%%

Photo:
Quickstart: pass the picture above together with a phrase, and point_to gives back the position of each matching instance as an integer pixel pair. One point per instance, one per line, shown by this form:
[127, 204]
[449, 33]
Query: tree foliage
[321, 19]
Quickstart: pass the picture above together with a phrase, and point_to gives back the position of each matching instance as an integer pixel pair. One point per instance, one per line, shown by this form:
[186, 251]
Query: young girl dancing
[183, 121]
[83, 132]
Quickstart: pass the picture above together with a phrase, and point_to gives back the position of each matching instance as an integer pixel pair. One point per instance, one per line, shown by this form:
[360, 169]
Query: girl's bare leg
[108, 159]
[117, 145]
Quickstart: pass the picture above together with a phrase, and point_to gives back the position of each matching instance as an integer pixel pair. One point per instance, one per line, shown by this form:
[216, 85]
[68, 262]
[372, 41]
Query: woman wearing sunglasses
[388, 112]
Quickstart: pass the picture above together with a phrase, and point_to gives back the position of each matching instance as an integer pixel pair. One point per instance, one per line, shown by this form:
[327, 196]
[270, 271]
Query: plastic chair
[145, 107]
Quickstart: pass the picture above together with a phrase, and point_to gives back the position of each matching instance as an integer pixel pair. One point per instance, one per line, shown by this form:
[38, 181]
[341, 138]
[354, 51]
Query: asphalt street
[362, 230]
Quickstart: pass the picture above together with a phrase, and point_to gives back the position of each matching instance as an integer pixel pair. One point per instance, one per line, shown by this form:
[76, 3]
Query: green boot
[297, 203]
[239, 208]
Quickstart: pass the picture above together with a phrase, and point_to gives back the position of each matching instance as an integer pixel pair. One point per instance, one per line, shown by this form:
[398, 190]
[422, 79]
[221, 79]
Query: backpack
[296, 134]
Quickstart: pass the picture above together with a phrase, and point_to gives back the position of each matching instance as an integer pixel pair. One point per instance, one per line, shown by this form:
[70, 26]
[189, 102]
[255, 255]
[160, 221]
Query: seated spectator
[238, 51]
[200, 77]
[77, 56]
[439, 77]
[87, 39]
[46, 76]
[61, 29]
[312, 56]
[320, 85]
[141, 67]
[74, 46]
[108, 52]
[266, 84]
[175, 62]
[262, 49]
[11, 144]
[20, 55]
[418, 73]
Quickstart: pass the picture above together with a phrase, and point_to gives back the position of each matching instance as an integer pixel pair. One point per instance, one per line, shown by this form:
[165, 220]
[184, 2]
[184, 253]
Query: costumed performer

%%

Given task: Reproduce all of the records exactly.

Solution:
Photo:
Quickstart: pass the picture above together with a phrase, and point_to gives back the position of each matching instance as an integer pixel pair. One point per instance, one per line, shown by this form:
[127, 204]
[449, 33]
Query: tree foliage
[321, 19]
Quickstart: pass the picture above together with a phrase, and point_to gives back the position of each matching instance as an integer pixel pair. One point per instance, one per line, shown by this form:
[186, 251]
Query: young girl dancing
[183, 121]
[83, 132]
Quickstart: pass the picture above together with a phrase, and point_to gives back the position of each matching instance as an integer pixel pair. One point per instance, one per line, shown by this form:
[360, 169]
Query: girl's bare leg
[108, 159]
[117, 145]
Quickstart: pass the picture above together with a phrase, and point_to gives back the position of each matching instance as an integer pixel pair. One point per instance, one per line, shown by this form:
[216, 85]
[68, 262]
[372, 41]
Query: woman wearing sunglasses
[388, 112]
Quickstart: pass the picture above together with a phrase, and point_to gives back the position of each matching instance as an integer pixel pair. One point per instance, one per line, shown by this form:
[327, 196]
[270, 271]
Query: plastic chair
[145, 107]
Quickstart: pass the picture above together with a phrase, and point_to gives back the position of each matching instance as an integer pixel pair. One point per instance, one per line, shown by this form:
[38, 181]
[341, 138]
[354, 51]
Query: asphalt street
[362, 230]
Quickstart: pass the picture above together with a phrase, and point_to gives back the position of each matching instance as an integer pixel pair. One point per instance, one per line, shown by this form:
[76, 3]
Query: green boot
[297, 203]
[239, 208]
Quickstart: pass the picture above together with a phrase, and point_to gives back the position of each matching instance as an integer pixel pair. One point per instance, one per line, shown by this form:
[398, 190]
[422, 79]
[221, 79]
Query: backpack
[296, 134]
Quickstart: pass the picture above together with a phrase, and point_to gives back the position of each matching instance as an integer pixel pair. One point per instance, one per line, shown by this form:
[70, 26]
[189, 102]
[255, 255]
[160, 221]
Query: seated spectator
[238, 51]
[200, 77]
[77, 56]
[439, 77]
[87, 39]
[46, 76]
[61, 29]
[312, 56]
[320, 85]
[141, 67]
[74, 46]
[108, 52]
[266, 84]
[175, 62]
[262, 49]
[11, 144]
[20, 55]
[418, 73]
Quickstart: pass the picture above together with a phrase, and point_to gives back the position of each matching instance as an integer pixel pair. One point per instance, one per line, shown by this form:
[165, 220]
[184, 2]
[184, 253]
Query: costumed performer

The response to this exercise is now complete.